--- START OF Raw records ---
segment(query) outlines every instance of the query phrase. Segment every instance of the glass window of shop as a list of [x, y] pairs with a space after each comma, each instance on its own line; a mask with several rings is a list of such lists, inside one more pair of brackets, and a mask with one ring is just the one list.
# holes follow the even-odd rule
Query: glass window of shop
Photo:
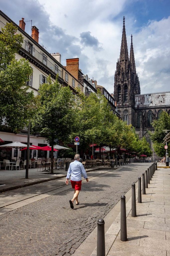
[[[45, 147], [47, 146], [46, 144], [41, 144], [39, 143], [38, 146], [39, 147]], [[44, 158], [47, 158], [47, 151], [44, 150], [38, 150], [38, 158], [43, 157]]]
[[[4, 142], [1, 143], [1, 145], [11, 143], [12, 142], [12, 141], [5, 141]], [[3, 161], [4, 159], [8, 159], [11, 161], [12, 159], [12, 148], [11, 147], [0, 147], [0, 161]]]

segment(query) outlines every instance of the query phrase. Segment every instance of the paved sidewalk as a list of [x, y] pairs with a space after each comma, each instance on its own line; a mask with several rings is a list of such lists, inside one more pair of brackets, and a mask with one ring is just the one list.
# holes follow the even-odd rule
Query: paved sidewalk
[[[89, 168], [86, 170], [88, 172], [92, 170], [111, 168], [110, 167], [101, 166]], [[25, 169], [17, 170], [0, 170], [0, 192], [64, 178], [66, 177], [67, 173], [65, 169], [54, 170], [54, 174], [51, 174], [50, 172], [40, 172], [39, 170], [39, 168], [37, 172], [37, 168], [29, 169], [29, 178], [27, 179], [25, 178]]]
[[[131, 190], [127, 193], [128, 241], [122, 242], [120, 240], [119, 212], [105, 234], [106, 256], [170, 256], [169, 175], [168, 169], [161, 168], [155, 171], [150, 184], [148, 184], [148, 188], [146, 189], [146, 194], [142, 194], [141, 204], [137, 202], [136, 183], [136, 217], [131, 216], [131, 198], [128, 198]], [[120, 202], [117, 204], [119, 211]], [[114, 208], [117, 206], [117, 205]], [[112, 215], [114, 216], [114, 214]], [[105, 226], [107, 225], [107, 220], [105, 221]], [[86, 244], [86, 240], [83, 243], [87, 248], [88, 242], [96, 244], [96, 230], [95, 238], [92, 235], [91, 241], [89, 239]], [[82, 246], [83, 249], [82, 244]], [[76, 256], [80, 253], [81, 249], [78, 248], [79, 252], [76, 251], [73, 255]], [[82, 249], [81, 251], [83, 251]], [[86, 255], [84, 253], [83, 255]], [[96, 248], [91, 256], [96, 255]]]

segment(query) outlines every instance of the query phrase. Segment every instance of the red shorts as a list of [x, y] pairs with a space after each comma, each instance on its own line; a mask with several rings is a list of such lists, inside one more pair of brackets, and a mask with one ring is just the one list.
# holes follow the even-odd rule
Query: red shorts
--- END OF Raw records ---
• _Objective_:
Write out all of the records again, but swap "even-odd rule" for "nonzero winding rule" wherever it occurs and change nothing else. Leave the pictures out of your answer.

• _The completed task_:
segment(query) outlines every instance of the query phrase. Segment every instance of the glass window of shop as a list of [x, y] pairs with a space after each comma, each instance on its own line; a mask with several rings is a list of such lists, inside one more pair of brackets, and a mask with one ring is just the one list.
# holes follow the nonzero winding rule
Query: glass window of shop
Photo:
[[[45, 147], [47, 146], [46, 144], [41, 144], [39, 143], [38, 146], [39, 147]], [[44, 158], [47, 158], [47, 151], [44, 150], [38, 150], [38, 158], [43, 157]]]
[[[4, 142], [1, 143], [1, 145], [11, 143], [12, 142], [12, 141], [5, 141]], [[3, 161], [4, 159], [8, 159], [11, 161], [12, 159], [12, 148], [11, 147], [0, 147], [0, 161]]]

segment(query) outlines every instance of the query phrase. Segment every instance of the paved sidewalk as a list of [x, y] pairs with a space after each comma, each instance on its own line; a mask with several rings is a list of such lists, inside one more pair of brackets, and a mask with one ring is just the one list.
# holes follow the nonzero winding rule
Query: paved sidewalk
[[[89, 168], [86, 170], [88, 172], [92, 170], [111, 168], [110, 167], [101, 166]], [[25, 169], [17, 170], [0, 170], [0, 192], [64, 178], [66, 177], [67, 173], [65, 169], [54, 170], [54, 174], [51, 174], [50, 172], [40, 172], [39, 170], [39, 168], [37, 172], [37, 168], [29, 169], [29, 178], [27, 179], [25, 178]]]
[[[131, 190], [127, 193], [128, 241], [122, 242], [120, 240], [119, 212], [105, 234], [106, 256], [170, 256], [169, 175], [168, 169], [161, 168], [155, 171], [150, 184], [148, 184], [148, 188], [146, 189], [146, 194], [142, 194], [141, 204], [137, 202], [136, 183], [136, 217], [131, 216], [131, 198], [128, 198]], [[120, 202], [117, 204], [119, 211]], [[114, 208], [117, 206], [117, 205]], [[112, 215], [114, 216], [114, 214]], [[105, 226], [107, 225], [107, 220], [105, 221]], [[86, 244], [86, 240], [83, 243], [87, 248], [88, 242], [96, 244], [96, 230], [95, 238], [92, 235], [91, 241], [89, 239]], [[82, 246], [83, 249], [82, 244]], [[76, 256], [80, 253], [81, 249], [78, 248], [79, 252], [76, 251], [73, 255]], [[82, 249], [81, 251], [83, 251]], [[86, 255], [84, 253], [83, 255]], [[96, 248], [91, 256], [96, 255]]]

segment(query) outlines every instance of the query phrase. Segment every instance of the red shorts as a list of [x, y] pairs with a space after each comma, each instance on its own line; a mask with several rings is a list of such lists, inside one more pair of brackets, and a mask with one ring is just the one list.
# holes follow the nonzero winding rule
Query: red shorts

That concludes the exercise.